◆ Information provided:

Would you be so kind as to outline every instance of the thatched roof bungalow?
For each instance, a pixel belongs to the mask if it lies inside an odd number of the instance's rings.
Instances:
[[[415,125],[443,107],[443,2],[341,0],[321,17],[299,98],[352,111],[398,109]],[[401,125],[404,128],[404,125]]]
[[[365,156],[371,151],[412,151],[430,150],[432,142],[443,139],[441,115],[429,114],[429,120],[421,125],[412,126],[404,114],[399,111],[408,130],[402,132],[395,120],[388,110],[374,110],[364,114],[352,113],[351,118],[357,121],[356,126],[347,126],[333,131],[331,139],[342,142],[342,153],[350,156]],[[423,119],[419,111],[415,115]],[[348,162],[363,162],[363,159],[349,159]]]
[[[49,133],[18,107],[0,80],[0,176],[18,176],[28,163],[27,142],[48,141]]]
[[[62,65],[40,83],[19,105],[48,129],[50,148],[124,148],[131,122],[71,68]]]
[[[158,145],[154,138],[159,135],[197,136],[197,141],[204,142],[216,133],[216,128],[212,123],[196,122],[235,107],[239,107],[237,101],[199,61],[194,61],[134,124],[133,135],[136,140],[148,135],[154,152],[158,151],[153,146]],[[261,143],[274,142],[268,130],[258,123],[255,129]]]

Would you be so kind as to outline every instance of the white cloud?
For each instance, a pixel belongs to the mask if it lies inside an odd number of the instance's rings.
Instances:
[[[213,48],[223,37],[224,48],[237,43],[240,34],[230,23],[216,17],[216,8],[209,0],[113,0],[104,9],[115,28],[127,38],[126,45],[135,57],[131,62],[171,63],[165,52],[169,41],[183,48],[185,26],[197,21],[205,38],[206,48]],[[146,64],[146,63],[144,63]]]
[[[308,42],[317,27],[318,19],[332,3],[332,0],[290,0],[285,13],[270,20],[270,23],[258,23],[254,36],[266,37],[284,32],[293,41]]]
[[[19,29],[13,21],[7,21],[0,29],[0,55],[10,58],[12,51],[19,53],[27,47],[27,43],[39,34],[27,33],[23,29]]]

◆ Exercise aim: Rewrite the listing above, putting "trace" wherever "outline" appears and leaving everything else unchanged.

◆ Output of the exercise:
Would you be so kind as to trace every instance of the thatched roof bungalow?
For each instance, a pixel belongs to the mask if it lies inside an odd number of the instance's rings.
Instances:
[[[415,125],[443,107],[443,2],[341,0],[321,17],[299,98],[352,111],[398,109]],[[401,125],[404,128],[404,125]]]
[[[365,156],[371,151],[412,151],[430,150],[432,142],[443,139],[441,115],[429,114],[429,120],[421,125],[412,126],[404,114],[399,111],[408,130],[402,132],[395,120],[388,110],[374,110],[364,114],[352,113],[351,118],[357,121],[356,126],[347,126],[333,131],[331,139],[342,142],[342,153],[350,156]],[[423,119],[419,111],[415,115]],[[348,162],[363,162],[363,159],[349,159]]]
[[[49,133],[18,107],[0,80],[0,176],[18,176],[28,163],[27,142],[48,141]]]
[[[62,65],[40,83],[19,105],[48,129],[50,148],[124,148],[131,122],[71,68]]]
[[[158,145],[154,138],[159,135],[197,136],[197,141],[204,142],[216,133],[216,128],[212,123],[196,122],[235,107],[239,107],[237,101],[199,61],[194,61],[134,124],[133,135],[136,140],[148,135],[154,152],[158,151],[153,146]],[[261,143],[274,142],[268,130],[258,123],[255,129]]]

Would you be so kind as to trace every instance of the white cloud?
For each instance, a pixel belongs to the mask if it lies inside an odd number of the instance's rings.
Instances:
[[[213,48],[223,37],[224,48],[237,43],[240,34],[230,23],[216,17],[216,8],[209,0],[113,0],[104,9],[115,28],[127,38],[126,45],[135,57],[131,62],[171,63],[165,52],[169,41],[183,48],[185,26],[197,21],[205,38],[206,48]],[[146,64],[146,63],[144,63]]]
[[[308,42],[317,27],[318,19],[332,3],[332,0],[290,0],[285,13],[270,20],[270,23],[258,23],[254,36],[266,37],[284,32],[293,41]]]
[[[19,29],[13,21],[7,21],[0,29],[0,55],[10,58],[12,51],[19,53],[27,47],[27,43],[39,34],[27,33],[23,29]]]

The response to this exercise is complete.